**Problem:**
Word for word, give the material below again, minus any images.

Recorded data:
* * *
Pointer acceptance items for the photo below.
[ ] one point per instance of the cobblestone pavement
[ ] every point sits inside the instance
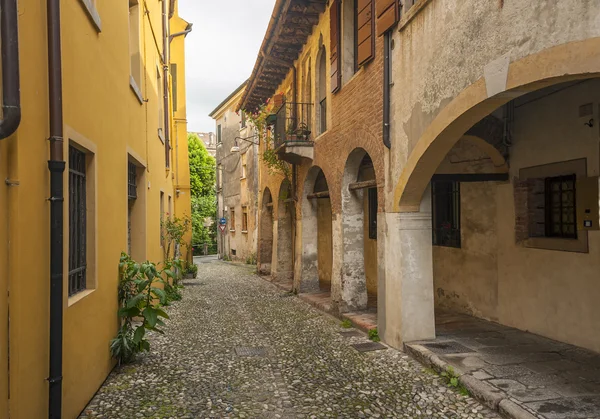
(309, 370)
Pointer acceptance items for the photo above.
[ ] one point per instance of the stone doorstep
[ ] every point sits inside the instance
(488, 395)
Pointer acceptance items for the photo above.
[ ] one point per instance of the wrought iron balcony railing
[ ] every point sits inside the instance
(293, 124)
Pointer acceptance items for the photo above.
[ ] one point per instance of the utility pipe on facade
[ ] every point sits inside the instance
(387, 39)
(56, 165)
(167, 111)
(11, 97)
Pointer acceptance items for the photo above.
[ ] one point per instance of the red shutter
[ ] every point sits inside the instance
(336, 62)
(365, 31)
(388, 13)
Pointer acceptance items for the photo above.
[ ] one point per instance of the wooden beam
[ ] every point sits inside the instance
(318, 195)
(471, 177)
(363, 185)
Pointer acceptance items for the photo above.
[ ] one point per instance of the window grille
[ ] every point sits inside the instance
(446, 213)
(560, 207)
(77, 221)
(372, 213)
(131, 181)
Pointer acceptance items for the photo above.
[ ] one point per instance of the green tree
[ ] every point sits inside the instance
(204, 201)
(202, 167)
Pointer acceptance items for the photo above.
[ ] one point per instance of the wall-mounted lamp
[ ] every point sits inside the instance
(236, 146)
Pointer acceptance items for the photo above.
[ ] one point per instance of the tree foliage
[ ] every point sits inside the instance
(204, 201)
(202, 167)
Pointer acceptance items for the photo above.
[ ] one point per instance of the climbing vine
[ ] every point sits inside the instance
(259, 119)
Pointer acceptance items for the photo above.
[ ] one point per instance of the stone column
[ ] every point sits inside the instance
(409, 305)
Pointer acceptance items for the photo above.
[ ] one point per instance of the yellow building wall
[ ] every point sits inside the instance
(183, 198)
(103, 115)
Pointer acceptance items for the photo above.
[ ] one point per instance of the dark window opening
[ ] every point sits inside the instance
(446, 213)
(77, 221)
(131, 181)
(561, 220)
(372, 213)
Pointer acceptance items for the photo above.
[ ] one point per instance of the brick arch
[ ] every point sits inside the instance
(342, 146)
(562, 63)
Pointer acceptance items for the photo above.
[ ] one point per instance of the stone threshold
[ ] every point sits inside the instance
(485, 393)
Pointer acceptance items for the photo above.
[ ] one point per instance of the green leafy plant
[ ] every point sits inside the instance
(251, 259)
(346, 324)
(451, 379)
(139, 307)
(374, 335)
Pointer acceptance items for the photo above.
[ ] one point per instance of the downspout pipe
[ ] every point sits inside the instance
(166, 83)
(56, 165)
(11, 96)
(386, 89)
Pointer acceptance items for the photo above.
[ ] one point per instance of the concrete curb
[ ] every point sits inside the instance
(488, 395)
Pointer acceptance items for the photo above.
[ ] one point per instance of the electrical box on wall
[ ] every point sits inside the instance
(588, 217)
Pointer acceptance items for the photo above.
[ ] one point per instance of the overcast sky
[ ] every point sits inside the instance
(220, 51)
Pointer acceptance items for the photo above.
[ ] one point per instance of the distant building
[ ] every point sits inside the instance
(210, 141)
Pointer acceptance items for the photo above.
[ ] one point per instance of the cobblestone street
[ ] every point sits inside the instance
(199, 369)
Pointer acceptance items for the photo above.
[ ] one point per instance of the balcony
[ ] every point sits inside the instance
(293, 132)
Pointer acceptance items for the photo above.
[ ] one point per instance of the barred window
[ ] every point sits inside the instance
(446, 213)
(77, 221)
(560, 207)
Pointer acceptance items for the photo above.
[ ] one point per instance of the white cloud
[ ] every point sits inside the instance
(220, 51)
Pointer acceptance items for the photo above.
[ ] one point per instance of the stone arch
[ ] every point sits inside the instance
(265, 246)
(563, 63)
(283, 248)
(317, 249)
(355, 233)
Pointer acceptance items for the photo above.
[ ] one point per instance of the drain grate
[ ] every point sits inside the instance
(449, 347)
(251, 351)
(368, 346)
(351, 334)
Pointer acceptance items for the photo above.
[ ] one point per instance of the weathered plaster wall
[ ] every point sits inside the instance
(553, 293)
(466, 279)
(429, 73)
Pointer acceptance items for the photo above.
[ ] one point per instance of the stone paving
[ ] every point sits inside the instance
(238, 347)
(547, 378)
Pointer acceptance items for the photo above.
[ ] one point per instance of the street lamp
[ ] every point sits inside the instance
(236, 146)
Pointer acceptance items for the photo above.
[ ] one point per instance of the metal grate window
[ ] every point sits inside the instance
(132, 181)
(561, 220)
(77, 221)
(446, 213)
(372, 213)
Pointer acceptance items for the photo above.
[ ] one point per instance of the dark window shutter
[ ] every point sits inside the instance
(365, 31)
(336, 63)
(388, 14)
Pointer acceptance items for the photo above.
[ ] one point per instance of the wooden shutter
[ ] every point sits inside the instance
(334, 53)
(365, 31)
(388, 14)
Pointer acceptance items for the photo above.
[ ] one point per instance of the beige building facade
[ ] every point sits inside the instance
(237, 181)
(443, 155)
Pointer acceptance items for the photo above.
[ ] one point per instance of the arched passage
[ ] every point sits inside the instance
(265, 246)
(519, 252)
(317, 245)
(563, 63)
(283, 270)
(359, 232)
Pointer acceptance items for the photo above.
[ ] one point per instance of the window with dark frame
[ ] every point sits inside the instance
(131, 181)
(77, 221)
(561, 219)
(372, 197)
(446, 213)
(244, 219)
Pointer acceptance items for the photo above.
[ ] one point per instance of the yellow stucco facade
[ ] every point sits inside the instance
(114, 123)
* * *
**Complete response:**
Pointer acceptance items for the photo below.
[ ] one point per instance of the cobblestone pavement
[ ] every point sits inside the instance
(309, 370)
Pointer acceptance items for the photo above.
[ ] one point per instance of the stone doorstep
[ ] every point sits inside the instance
(488, 395)
Pointer acceptance items for the photo above.
[ ] one point per instance of the wrought iron balcony railing
[ ] every point sits inside the instance
(293, 124)
Pointer acceptance items for the photo above.
[ ] one point per instance of the utility pipe on facade
[ ] every point sits inside the instance
(387, 39)
(56, 165)
(167, 111)
(11, 97)
Pointer acceptance items for the photo above.
[ ] one point per instance of the red shutter
[ ] every point sits inside the instance
(336, 62)
(365, 31)
(388, 13)
Pointer acceptance items for the photo above.
[ ] one point per instance of the wooden beam
[ ] every point sits inside the instance
(318, 195)
(471, 177)
(363, 185)
Pointer acceptance items for the photo above.
[ ] one point per instance of the window grille
[ ] every point sits inside the instance
(446, 213)
(560, 207)
(77, 221)
(372, 213)
(131, 181)
Pointer acceptance items for the photo above.
[ ] one point per instance of the green tree
[ ] every point sits inside the instance
(204, 201)
(202, 167)
Pointer acceptance items for the photo above.
[ ] one point per instance of the wall-mounted lamp
[ ] every point sits inside the instance
(236, 146)
Pointer acceptance items for the photo above.
[ ] one point per instance of the tree foliage
[ ] every point sits inside the instance
(204, 201)
(202, 167)
Pointer acceptance items for the photo above.
[ ] one point per instance of the climbing vine
[ ] every point sits inside the instance
(259, 119)
Pointer acceptance items for the photo above.
[ ] one point per instance of the stone column
[ ] every point sits inside the instance
(409, 305)
Pointer acceptance items for the photo above.
[ ] one point per instance of the yellow building wall
[ ] every point sits inside the instance
(183, 198)
(103, 115)
Pointer acceptance items for the photo above.
[ ] one point per instance of the dark window opening
[ ] every point sits inside the instance
(446, 213)
(77, 221)
(131, 181)
(561, 220)
(372, 213)
Pointer acceptance items for the photo above.
[ ] one point per instance of the brick arch
[ ] every point sits inside the instance
(342, 146)
(562, 63)
Pointer acceptance items for the photo above.
[ ] one point per instance of the stone threshold
[ ] every point sits inside the instance
(485, 393)
Pointer acceptance items for the photo above.
[ ] one point per instance of the green leafy plant
[ ] every point sits inside the instance
(251, 259)
(346, 324)
(451, 379)
(139, 307)
(374, 335)
Pointer acceptance items for the photo above.
[ ] one point per instance of the downspout pipe
[ ] every point sits inside the instance
(166, 83)
(56, 165)
(11, 96)
(386, 89)
Pointer acceptance items for the photo above.
[ ] one point per instance of the concrete curb
[ ] every point sits inside the instance
(488, 395)
Pointer acceptance items for the photo above.
[ ] one point per instance of the electrical box on wall
[ ] every point sits inside the instance
(588, 217)
Pointer acceptance items for the photo above.
[ ] one point per instance of the overcast sky
[ ] every point sits inside the instance
(220, 51)
Pointer acceptance items for the photo above.
[ ] one point per instance of the distant building
[ ] every point sits inside the instance
(210, 141)
Pointer acceptance items for the photo above.
[ ] one point per instance of the cobblestone street
[ ] every point sits inside the instance
(199, 369)
Pointer acceptance items for the photo above.
[ ] one point per instance of the balcony
[ ] every point sits inside the instance
(293, 132)
Pointer acceptance items for the photo above.
[ ] one point per instance of the barred window
[ ] every point sits inside the instance
(446, 213)
(77, 221)
(560, 207)
Pointer acceptance items for the photo above.
[ ] one point per instance of the white cloud
[ ] every point sits inside the instance
(220, 51)
Pointer acceptance items for the photo above.
[ ] one point per instance of the stone arch
[ ] every point sits inside the instance
(265, 246)
(563, 63)
(283, 248)
(317, 249)
(355, 233)
Pointer acceptance items for the photo above.
[ ] one point per instance of the drain grate
[ ] every point sits inside the instance
(449, 347)
(251, 351)
(368, 346)
(351, 334)
Pointer acceptance items for the photo above.
[ ] one point per instance of the weathered plaster wall
[ ] every point sits inside the instance
(553, 293)
(466, 279)
(429, 73)
Pointer acceptance items for the photo above.
[ ] one point per instance of the stone paving
[ ] every point sits inside the instance
(238, 347)
(547, 378)
Pointer acceptance items for the photo above.
[ ] one point per instance of the street lamp
[ ] every point sits inside the instance
(236, 146)
Pointer acceptance items for the photo above.
[ ] one point per instance of the metal grate window
[ ] every point sits inside the instance
(132, 181)
(561, 220)
(77, 221)
(446, 213)
(372, 213)
Pointer acceptance items for the photo above.
[ ] one point per instance of the dark window shutter
[ ] every point sits inside the instance
(365, 31)
(336, 63)
(388, 14)
Pointer acceptance items for the photo above.
[ ] one point per instance of the wooden shutter
[ ] every point sits inside the instance
(334, 53)
(365, 31)
(388, 14)
Pointer acceptance items for the photo above.
[ ] one point per instance of the beige building facade
[ ] every point sits inside the instance
(237, 181)
(443, 155)
Pointer acceptance items for the photo above.
[ ] one point per instance of the arched passage
[ ] every point sits inside the instance
(265, 246)
(519, 252)
(317, 245)
(563, 63)
(283, 270)
(359, 232)
Pointer acceptance items for the photo above.
[ ] one point per instance of the window with dark frame
[ ] every point sits inside the instance
(131, 181)
(77, 221)
(561, 219)
(372, 197)
(446, 213)
(244, 219)
Pointer acceptance items for the photo above.
[ ] one point per instance of the yellow stucco facade
[ ] every point sits inside the instance
(114, 123)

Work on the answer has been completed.